▶

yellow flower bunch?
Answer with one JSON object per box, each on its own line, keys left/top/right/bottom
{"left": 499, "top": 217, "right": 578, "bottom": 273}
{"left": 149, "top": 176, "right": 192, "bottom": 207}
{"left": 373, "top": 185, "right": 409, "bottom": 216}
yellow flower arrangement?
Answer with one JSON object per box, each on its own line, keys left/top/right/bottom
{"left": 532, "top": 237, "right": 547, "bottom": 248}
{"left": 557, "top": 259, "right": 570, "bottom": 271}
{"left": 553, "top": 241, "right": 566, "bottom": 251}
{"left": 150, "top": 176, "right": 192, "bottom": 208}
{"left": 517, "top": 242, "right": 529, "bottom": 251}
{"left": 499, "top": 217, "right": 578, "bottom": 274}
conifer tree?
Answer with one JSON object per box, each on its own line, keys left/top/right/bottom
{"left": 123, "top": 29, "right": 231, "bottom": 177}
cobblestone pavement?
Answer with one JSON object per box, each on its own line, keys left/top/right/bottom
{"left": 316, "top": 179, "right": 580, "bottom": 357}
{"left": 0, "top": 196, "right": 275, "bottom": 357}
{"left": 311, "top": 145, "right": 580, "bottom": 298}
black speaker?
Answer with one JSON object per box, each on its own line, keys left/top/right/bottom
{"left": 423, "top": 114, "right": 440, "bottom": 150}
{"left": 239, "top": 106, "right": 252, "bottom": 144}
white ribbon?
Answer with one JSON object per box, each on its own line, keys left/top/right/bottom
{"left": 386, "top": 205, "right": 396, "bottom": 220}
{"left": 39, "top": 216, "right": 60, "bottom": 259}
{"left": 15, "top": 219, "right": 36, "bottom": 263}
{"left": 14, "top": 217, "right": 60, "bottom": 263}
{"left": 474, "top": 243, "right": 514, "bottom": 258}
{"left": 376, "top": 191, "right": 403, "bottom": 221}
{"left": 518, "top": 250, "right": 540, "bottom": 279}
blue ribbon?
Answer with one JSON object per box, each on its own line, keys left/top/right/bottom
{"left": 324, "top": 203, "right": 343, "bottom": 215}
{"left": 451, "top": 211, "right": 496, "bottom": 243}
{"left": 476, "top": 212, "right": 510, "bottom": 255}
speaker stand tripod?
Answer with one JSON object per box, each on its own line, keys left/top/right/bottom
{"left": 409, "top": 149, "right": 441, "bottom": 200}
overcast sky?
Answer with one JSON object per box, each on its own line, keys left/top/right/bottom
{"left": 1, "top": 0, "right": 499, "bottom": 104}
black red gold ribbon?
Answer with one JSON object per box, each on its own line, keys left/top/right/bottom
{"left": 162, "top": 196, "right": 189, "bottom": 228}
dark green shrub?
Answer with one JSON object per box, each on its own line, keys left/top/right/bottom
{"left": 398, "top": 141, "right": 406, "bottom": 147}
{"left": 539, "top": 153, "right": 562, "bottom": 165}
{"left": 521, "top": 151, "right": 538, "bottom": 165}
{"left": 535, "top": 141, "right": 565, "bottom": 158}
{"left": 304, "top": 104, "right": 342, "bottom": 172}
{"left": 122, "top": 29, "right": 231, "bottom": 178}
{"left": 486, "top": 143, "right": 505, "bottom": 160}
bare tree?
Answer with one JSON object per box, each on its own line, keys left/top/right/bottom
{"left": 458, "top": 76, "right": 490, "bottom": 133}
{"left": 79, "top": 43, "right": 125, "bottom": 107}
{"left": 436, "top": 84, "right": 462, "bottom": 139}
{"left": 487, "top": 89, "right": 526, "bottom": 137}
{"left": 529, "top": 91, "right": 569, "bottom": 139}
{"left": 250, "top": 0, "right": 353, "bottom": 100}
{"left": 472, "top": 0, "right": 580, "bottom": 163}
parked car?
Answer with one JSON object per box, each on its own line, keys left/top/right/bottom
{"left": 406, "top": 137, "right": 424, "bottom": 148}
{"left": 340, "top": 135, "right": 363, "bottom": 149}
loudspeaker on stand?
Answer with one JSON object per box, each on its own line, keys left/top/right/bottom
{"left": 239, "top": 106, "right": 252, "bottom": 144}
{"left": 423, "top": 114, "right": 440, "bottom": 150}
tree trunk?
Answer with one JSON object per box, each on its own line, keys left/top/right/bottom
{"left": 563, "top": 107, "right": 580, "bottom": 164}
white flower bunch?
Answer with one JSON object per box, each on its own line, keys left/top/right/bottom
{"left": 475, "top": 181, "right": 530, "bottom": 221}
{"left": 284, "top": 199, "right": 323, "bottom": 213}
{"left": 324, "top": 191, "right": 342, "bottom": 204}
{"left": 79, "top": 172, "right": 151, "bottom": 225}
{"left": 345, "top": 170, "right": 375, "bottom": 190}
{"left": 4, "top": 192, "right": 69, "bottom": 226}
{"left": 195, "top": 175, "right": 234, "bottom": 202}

◀

ABOUT THIS EXERCISE: The lines that contain the word "stand" are wanted; copy each of them from the records.

EXERCISE OUTPUT:
speaker stand tripod?
loudspeaker on stand?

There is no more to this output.